> _Задания_:
**A)** Ответьте по фрагменту о стихах Дозморова на три вопроса:
(i) Как называется предыдущая книга Дозморова, почти не замеченная критикой?
(ii) Сколько совершенно разных интерпретаций возникнет, если заменить знаки препинания в последней строке восьмистишия?
(iii) В каком городе, по мнению автора фрагмента, скорее находится исток поэзии Дозморова?
**B)** Перепечатайте часть фрагмента о стихах Дозморова, начав со слов «С этой точки» и продолжив вплоть до слов «искусство? Хочу умереть?».

> _Фрагмент текста_:

С этой точки зрения — новаторство, но не эксперимент — любопытно взглянуть на предыдущую книгу Дозморова, единственную из его книг, почти не замеченную критикой, — на “Восьмистишья”. Теперь она видится весьма интересной попыткой канона: стихотворение твердой формы о природе. Или, если угодно, попыткой исчерпания канона. Вещь, кажется, присущая не совсем русской поэзии, однако крайне любопытная.

Пейзажной лирики в чистом виде новая книга содержит сравнительно мало, но восьмистишья обильно представлены. Часто отличные:

 

В Эрмитаже и Лувре, Британском музее,
слава богу, есть лавочки. Быстро косея
от японских туристов и прочих красот,
закрываю глаза и секунд на шестьсот
отключаюсь. И вижу такую картину:
сосны, майскую нижнеисетскую глину,
что мне снится уже пятилетку, заметь.
Ненавижу искусство? Хочу умереть?

 

Здесь примечательны даже знаки препинания в последней строке. Любой из них или оба можно заменить на точку либо восклицательный знак. Тогда смысл и дыхание всего текста существенно поменяются, возникнут девять совершенно разных интерпретаций. Но автор захотел так.

И отсутствие тоски по мировой культуре (несмотря на очевидную любовь к Мандельштаму) вполне заметно. Вот она, культура, вокруг и повсюду. Пожалуйста. Только что она может изменить в повседневном бытовании одного человека, обитающего на прежней земле? Оттого, может, и принятие жизни почти во всех ее формах выглядит для автора книги вполне естественным. Скажем, офисная рутина, которую столь любят проклинать нынешние поэты, кажется намного меньшим злом, нежели, к примеру, физическое увечье. Финал одного из лучших текстов второй части сборника: “Стихи, написанные в Уэльсе”:

 

А я? Что я знаю? Что катер идет,
что море пылает, сетчатку сжигая,
что, дико и страшно открыв детский рот,
с улыбкой встает со скамейки слепая,
что эти стихи никогда не прочтет.

 

Так что ж? Дальнейший путь Дозморова — стихи успокоенного, всезнающего, как змея, человека? Похоже, нет. Здесь, во втором разделе книги, отчетливым становится второй полюс авторской поэтики — а для стихов нужно поле высокого напряжения:

 

Все смотрелось иначе: дождь заштриховал
и часовню, и кладбище на косогоре.
Если не принимать во внимание море
и овец по горам — предо мной был Урал.

 

Ностальгия по малой родине — вещь обычная и во многих случаях продуктивная, однако тут иной вариант. Уральская поэтическая школа, безусловно, существует, но Олег Дозморов имеет мало отношения к ее, скажем так, магистральному стволу. Исток его поэзии, скорее, в Петербурге. И более — в небесном Петербурге Александра Блока, нежели в реальном одноименном городе.

> _Исходные материалы_:
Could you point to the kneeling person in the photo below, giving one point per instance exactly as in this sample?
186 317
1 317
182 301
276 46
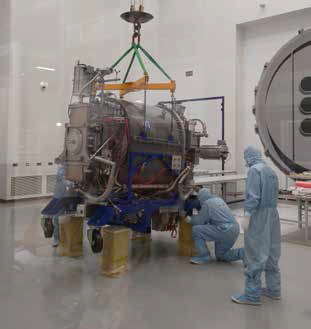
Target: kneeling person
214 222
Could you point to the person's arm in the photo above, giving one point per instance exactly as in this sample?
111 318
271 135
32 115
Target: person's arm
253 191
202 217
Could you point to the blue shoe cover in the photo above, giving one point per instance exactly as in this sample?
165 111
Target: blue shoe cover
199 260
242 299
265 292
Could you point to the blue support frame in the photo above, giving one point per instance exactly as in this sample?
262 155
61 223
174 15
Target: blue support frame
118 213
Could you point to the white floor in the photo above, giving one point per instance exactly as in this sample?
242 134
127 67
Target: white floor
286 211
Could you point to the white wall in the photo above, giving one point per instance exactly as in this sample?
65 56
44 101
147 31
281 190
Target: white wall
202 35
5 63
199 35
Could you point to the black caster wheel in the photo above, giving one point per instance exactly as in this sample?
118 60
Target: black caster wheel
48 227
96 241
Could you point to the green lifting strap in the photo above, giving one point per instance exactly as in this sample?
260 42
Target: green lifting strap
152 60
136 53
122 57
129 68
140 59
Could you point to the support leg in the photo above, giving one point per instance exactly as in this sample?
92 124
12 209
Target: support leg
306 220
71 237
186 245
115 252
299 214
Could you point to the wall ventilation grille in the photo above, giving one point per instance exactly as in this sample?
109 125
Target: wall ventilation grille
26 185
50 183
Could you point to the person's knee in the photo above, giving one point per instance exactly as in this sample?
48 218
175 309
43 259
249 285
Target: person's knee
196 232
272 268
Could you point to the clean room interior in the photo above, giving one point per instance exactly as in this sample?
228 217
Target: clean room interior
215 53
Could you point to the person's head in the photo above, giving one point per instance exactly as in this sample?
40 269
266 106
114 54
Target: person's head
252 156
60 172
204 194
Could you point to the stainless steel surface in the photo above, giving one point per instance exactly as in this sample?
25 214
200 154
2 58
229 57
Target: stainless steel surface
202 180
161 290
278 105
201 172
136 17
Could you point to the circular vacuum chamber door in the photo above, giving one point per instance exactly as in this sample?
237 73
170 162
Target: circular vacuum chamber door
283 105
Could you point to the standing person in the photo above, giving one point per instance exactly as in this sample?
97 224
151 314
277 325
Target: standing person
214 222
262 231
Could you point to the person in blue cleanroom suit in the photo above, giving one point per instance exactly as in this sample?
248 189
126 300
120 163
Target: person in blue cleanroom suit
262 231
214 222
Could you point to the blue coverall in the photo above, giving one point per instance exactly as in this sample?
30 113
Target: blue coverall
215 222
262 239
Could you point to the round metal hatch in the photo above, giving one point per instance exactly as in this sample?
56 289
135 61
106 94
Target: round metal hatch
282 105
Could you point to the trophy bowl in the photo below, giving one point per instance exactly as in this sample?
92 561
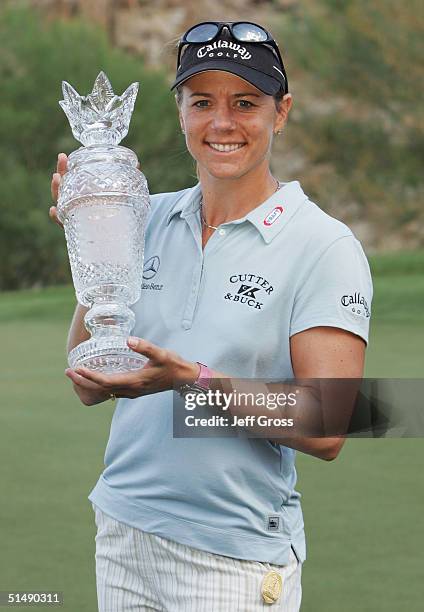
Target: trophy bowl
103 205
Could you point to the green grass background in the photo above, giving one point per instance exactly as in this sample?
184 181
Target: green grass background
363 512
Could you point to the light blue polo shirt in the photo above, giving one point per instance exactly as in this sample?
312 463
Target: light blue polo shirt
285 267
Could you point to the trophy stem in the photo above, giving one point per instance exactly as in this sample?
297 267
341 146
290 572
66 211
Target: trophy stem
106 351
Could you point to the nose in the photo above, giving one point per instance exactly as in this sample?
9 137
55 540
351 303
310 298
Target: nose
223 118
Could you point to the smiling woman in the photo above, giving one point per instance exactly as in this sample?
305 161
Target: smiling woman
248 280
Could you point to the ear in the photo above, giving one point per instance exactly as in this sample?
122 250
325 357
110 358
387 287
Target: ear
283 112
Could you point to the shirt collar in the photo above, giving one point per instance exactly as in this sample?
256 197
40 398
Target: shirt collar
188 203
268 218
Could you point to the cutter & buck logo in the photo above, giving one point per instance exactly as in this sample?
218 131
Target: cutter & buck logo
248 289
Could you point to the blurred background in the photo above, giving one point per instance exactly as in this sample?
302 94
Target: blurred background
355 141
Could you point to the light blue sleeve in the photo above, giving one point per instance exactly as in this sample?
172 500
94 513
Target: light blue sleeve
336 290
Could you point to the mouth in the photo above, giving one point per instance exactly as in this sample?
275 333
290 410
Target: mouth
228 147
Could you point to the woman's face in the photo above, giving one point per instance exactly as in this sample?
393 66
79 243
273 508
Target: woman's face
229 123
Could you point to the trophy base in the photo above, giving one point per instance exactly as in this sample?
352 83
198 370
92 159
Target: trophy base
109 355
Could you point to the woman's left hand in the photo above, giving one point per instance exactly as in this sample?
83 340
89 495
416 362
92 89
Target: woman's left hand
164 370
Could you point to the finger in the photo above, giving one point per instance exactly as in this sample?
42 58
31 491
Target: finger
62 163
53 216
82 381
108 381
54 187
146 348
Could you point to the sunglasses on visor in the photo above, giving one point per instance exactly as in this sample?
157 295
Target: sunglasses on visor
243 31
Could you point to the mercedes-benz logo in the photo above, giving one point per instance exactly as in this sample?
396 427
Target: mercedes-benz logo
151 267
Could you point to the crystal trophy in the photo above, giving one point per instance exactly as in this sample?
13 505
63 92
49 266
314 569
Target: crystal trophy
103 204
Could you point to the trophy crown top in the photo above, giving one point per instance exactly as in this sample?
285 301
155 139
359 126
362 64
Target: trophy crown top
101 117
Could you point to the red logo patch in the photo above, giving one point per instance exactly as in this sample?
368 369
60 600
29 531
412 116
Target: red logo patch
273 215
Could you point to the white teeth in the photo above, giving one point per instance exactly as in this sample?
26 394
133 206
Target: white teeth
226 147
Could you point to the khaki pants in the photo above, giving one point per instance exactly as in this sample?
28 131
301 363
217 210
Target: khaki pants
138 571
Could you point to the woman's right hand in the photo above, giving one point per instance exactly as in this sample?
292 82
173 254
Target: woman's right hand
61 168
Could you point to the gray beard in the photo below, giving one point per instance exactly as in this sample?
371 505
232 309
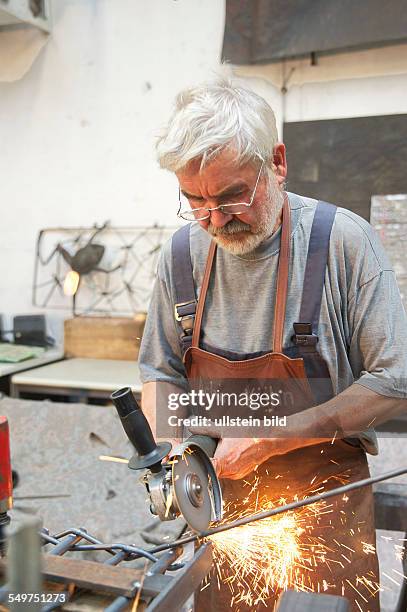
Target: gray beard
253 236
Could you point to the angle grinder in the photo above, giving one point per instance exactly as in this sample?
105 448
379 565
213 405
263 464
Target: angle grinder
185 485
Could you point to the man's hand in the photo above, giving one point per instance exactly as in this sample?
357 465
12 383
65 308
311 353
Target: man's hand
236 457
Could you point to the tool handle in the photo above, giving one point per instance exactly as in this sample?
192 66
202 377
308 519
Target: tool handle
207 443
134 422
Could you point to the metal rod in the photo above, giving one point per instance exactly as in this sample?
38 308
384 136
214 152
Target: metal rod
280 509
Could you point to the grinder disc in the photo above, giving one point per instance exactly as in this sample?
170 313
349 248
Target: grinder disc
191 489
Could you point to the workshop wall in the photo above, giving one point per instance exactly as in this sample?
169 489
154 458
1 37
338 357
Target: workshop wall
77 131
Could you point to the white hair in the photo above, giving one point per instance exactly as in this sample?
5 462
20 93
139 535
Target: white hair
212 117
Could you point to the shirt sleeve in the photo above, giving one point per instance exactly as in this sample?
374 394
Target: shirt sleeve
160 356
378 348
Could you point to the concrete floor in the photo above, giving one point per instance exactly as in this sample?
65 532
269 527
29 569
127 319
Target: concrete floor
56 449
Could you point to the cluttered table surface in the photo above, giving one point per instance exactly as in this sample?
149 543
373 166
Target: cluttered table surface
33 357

> _Ответы_:
**A)**
(i) «Восьмистишья».
(ii) Девять.
(iii) В Петербурге, и более в небесном Петербурге Александра Блока, нежели в реальном одноименном городе.

**B)**
С этой точки зрения — новаторство, но не эксперимент — любопытно взглянуть на предыдущую книгу Дозморова, единственную из его книг, почти не замеченную критикой, — на “Восьмистишья”. Теперь она видится весьма интересной попыткой канона: стихотворение твердой формы о природе. Или, если угодно, попыткой исчерпания канона. Вещь, кажется, присущая не совсем русской поэзии, однако крайне любопытная.

Пейзажной лирики в чистом виде новая книга содержит сравнительно мало, но восьмистишья обильно представлены. Часто отличные:

 

В Эрмитаже и Лувре, Британском музее,
слава богу, есть лавочки. Быстро косея
от японских туристов и прочих красот,
закрываю глаза и секунд на шестьсот
отключаюсь. И вижу такую картину:
сосны, майскую нижнеисетскую глину,
что мне снится уже пятилетку, заметь.
Ненавижу искусство? Хочу умереть?